#### OBJETIVO DEL EJERCICIO
Transcribe sin ningún cambio cada una de las líneas de los registros que siguen.

(Datos de anotación por puntos)
■ ■ ■
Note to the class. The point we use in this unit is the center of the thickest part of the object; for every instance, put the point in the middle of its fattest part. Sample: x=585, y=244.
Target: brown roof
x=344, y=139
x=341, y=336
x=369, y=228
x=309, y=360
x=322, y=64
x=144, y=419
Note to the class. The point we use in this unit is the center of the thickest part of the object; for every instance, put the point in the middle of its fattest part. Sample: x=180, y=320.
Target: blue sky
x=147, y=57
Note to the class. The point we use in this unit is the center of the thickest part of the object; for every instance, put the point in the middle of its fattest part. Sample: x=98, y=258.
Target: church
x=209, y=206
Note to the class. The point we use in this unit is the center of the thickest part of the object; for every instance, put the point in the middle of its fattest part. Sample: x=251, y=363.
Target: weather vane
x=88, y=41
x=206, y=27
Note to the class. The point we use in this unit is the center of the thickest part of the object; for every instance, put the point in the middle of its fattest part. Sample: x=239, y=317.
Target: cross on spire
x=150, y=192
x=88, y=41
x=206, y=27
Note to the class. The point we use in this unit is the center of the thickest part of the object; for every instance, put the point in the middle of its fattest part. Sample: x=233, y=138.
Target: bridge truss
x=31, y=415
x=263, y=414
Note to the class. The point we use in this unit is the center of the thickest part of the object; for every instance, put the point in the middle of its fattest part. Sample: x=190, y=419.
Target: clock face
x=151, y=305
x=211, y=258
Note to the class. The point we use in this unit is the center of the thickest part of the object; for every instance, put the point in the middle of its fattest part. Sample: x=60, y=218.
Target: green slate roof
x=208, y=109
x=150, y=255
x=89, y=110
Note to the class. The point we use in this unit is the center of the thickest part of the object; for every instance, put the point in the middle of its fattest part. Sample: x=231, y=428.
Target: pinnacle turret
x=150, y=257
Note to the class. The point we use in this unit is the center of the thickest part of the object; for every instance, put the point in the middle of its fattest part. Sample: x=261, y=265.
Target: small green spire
■ ■ ■
#### RESPUESTA AL PROBLEMA
Note to the class. The point we use in this unit is the center of the thickest part of the object; for every instance, put the point in the middle of its fattest part. Sample: x=585, y=244.
Target: brown roof
x=344, y=139
x=341, y=336
x=369, y=228
x=309, y=360
x=322, y=64
x=144, y=419
Note to the class. The point we use in this unit is the center of the thickest part of the object; for every instance, put the point in the middle of its fattest part. Sample: x=180, y=320.
Target: blue sky
x=147, y=57
Note to the class. The point we use in this unit is the center of the thickest part of the object; for every instance, put the point in the middle of its fattest part. Sample: x=98, y=258.
Target: church
x=209, y=206
Note to the class. The point we use in this unit is the center of the thickest part of the object; for every instance, put the point in the middle of its fattest part. Sample: x=251, y=363.
Target: weather vane
x=88, y=41
x=206, y=27
Note to the class. The point we use in this unit is the center of the thickest part of the object; for every instance, put the point in the middle of its fattest part. Sample: x=239, y=317.
Target: cross on spire
x=150, y=192
x=88, y=41
x=206, y=27
Note to the class. The point we use in this unit is the center of the thickest part of the object; for every instance, put the point in the middle of its fattest part. Sample: x=233, y=138.
Target: bridge truss
x=31, y=415
x=263, y=414
Note to the class. The point we use in this unit is the center of the thickest part of the object; for every instance, put the point in the middle of its fattest part. Sample: x=190, y=419.
Target: clock face
x=151, y=305
x=211, y=258
Note to the class. The point we use in this unit is the center of the thickest part of the object; for every instance, put the point in the middle of its fattest part. Sample: x=60, y=218.
Target: green slate roof
x=208, y=109
x=150, y=255
x=89, y=110
Note to the class. The point we use in this unit is the center of the thickest part of the object; for every instance, put the point in the middle of its fattest part. Sample: x=231, y=428.
Target: pinnacle turret
x=150, y=257
Note to the class. The point we use in this unit is the center of the thickest part of the object; for every instance, put the point in the middle of its fattest part. Sample: x=261, y=265.
Target: small green spire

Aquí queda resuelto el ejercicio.